━━ Records supplied ━━
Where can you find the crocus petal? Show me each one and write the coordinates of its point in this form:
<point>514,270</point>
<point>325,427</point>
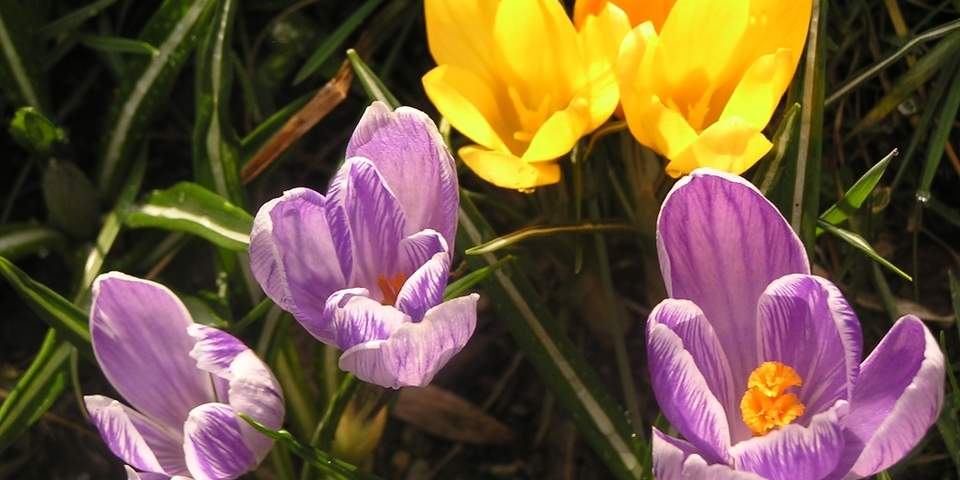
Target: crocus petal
<point>424,289</point>
<point>680,387</point>
<point>759,91</point>
<point>796,451</point>
<point>805,323</point>
<point>731,145</point>
<point>897,397</point>
<point>357,318</point>
<point>416,351</point>
<point>675,459</point>
<point>687,321</point>
<point>508,171</point>
<point>154,371</point>
<point>134,438</point>
<point>299,256</point>
<point>253,390</point>
<point>720,245</point>
<point>214,446</point>
<point>414,162</point>
<point>375,219</point>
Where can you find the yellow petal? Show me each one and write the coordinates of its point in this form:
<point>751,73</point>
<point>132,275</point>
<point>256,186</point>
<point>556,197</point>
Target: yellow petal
━━━
- **What is being asked**:
Read through the material above, and whenever a line contains "each", copy it.

- **Worked solution**:
Where can you find the crocus petal? Show me each one and write the coordinates of its point in this form:
Where can you find the yellow petal? Show me each one and write the coordinates of its point in this form:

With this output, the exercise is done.